------ Source text
In Malaysia’s easternmost state of Sabah, which is located on the northern tip of the island of Borneo, archaeologists found more than 1,000 stone tools scattered on the ground while walking to Samang Buat Cave. The tools indicate that humans came to Borneo from the Asia at least 20,000 years earlier than previously thought.

Conservators at the Peabody Museum of Archaeology and Ethnology at Harvard University are preserving what could be the last Alutiiq kayak  made of sea lion skin stretched over a wooden frame. The kayak was constructed in the early 1860s on Alaska’s Kodiak Island and then brought to the museum in 1869 after the U.S. Army surveyed the region. Several strands of human hair stitched into the surface near the kayak’s double prow indicate that it was a vessel used for hunting and war. “Over 7,000 years of our people’s living knowledge went into construction of this kayak. There is no known kayak of its age today. It’s unique and holds so much information,” said Sven Haakanson, a member of the Alutiiq tribe and director of the Alutiiq Museum. Most kayaks were probably buried with their owners.

Traces of prehistoric buildings have been found on Skomer Island, located off the coast of Wales, during a geophysical survey. It had been thought that the island had only been occupied for about 100 years, but now archaeologists from the Royal Commission on the Ancient and Historical Monuments of Wales and Sheffield University think it may have been settled before the arrival of the Romans. “It’s very, very well preserved. This is a place on Wales where we can study prehistoric fields, Iron Age life, a Celtic way of life, in a way that in other parts of Wales has been lost,” said team member Toby Driver.

Additional information suggests that the skeleton discovered by soldiers from Taiwan’s military on Liang Island may provide a link between the people of southern China, the Polynesians, and the Maori of New Zealand. Samples from the bones, which are estimated to be 7,900 years old, have been sent the U.S. and Germany for radiocarbon dating and DNA analysis. “Judging from the way the body was buried, it could be a person from what we now call the Austronesia language family,” said Chen Chung-yu, head of the archaeological team.
------------
------ Provided data
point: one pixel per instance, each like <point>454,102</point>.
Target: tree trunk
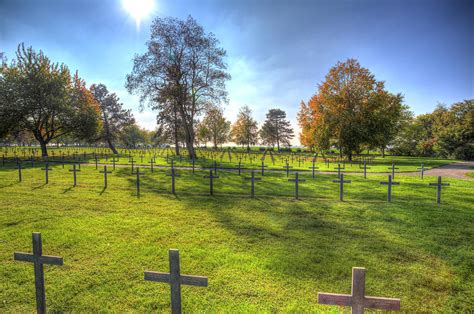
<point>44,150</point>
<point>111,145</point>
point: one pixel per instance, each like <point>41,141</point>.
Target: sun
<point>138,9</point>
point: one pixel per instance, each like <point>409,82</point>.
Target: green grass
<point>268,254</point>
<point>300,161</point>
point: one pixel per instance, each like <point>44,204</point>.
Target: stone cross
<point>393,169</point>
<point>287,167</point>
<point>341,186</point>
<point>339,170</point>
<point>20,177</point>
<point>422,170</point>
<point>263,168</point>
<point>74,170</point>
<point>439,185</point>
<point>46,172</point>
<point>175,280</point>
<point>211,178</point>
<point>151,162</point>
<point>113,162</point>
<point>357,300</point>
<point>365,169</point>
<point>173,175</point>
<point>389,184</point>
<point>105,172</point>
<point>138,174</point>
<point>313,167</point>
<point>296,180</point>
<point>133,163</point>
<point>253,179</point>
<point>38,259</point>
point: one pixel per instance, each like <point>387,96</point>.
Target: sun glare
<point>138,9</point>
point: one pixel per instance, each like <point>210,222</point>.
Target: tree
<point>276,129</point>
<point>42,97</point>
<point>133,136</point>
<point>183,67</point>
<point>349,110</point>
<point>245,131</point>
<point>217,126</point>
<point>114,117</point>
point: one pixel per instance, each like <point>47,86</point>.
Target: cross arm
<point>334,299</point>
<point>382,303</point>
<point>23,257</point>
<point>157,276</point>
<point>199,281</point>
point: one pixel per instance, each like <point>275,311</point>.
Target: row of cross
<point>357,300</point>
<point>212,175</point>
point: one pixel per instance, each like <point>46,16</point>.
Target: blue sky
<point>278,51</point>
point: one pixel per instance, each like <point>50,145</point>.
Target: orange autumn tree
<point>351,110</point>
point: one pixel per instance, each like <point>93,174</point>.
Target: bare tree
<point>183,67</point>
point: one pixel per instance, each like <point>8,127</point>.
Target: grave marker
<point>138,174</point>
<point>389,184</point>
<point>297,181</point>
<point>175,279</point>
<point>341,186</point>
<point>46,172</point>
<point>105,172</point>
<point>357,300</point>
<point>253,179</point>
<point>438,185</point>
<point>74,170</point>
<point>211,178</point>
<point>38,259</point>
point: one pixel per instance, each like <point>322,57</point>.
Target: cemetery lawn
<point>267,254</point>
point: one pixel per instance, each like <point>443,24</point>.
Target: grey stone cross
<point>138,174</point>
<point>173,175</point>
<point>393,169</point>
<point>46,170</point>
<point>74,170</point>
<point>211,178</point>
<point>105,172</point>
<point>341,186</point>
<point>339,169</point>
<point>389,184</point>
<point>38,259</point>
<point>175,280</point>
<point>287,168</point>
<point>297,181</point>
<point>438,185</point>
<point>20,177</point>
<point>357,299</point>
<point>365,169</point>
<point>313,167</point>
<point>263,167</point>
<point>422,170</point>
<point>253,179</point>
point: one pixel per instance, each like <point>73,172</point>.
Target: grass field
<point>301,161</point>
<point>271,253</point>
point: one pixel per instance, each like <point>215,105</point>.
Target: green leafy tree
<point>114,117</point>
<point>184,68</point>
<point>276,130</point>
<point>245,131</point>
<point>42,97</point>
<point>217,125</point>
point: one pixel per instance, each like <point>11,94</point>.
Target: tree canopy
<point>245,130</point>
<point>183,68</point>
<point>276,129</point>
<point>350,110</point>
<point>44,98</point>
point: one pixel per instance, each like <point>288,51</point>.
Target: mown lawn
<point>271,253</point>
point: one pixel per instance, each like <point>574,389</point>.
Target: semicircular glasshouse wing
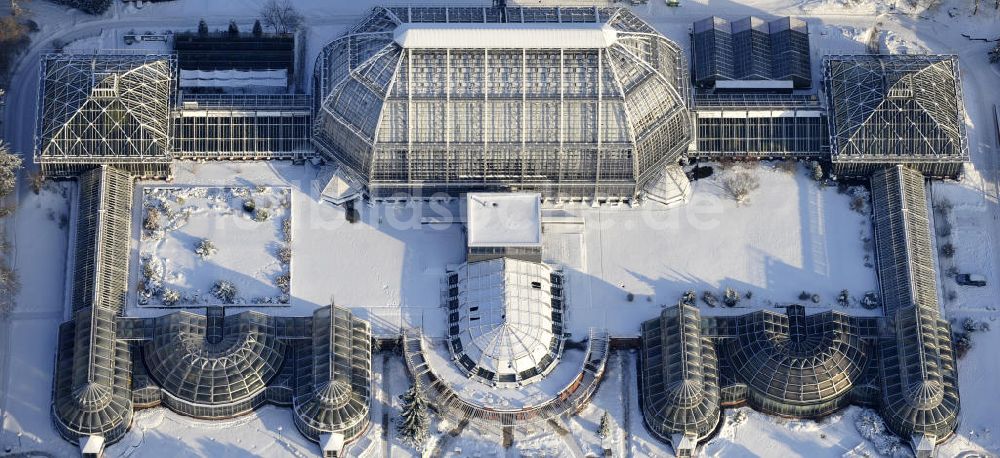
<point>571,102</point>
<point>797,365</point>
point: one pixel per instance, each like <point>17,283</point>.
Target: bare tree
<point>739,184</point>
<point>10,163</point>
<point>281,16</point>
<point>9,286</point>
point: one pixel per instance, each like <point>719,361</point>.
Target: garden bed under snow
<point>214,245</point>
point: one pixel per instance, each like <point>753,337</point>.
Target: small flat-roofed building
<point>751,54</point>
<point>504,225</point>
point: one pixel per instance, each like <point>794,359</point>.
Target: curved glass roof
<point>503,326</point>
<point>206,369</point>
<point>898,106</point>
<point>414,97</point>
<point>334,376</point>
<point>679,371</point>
------------
§ Your tasks
1. Quote the archaeology news roundup word for word, starting at the words "Traces of prehistoric" and stopping after "member Toby Driver.".
2. Condense the paragraph of the archaeology news roundup that begins "Traces of prehistoric buildings" into a short bulleted list that keeps its main facts.

§ Answers for this exercise
1.
Traces of prehistoric buildings have been found on Skomer Island, located off the coast of Wales, during a geophysical survey. It had been thought that the island had only been occupied for about 100 years, but now archaeologists from the Royal Commission on the Ancient and Historical Monuments of Wales and Sheffield University think it may have been settled before the arrival of the Romans. “It’s very, very well preserved. This is a place on Wales where we can study prehistoric fields, Iron Age life, a Celtic way of life, in a way that in other parts of Wales has been lost,” said team member Toby Driver.

2.
- A geophysical survey found traces of prehistoric buildings on Skomer Island, off the coast of Wales.
- The island had been thought to have been occupied for only about 100 years.
- Archaeologists from the Royal Commission on the Ancient and Historical Monuments of Wales and Sheffield University now think it may have been settled before the Romans arrived.
- Team member Toby Driver called the site very well preserved. He said it lets researchers study prehistoric fields, Iron Age life and a Celtic way of life that has been lost in other parts of Wales.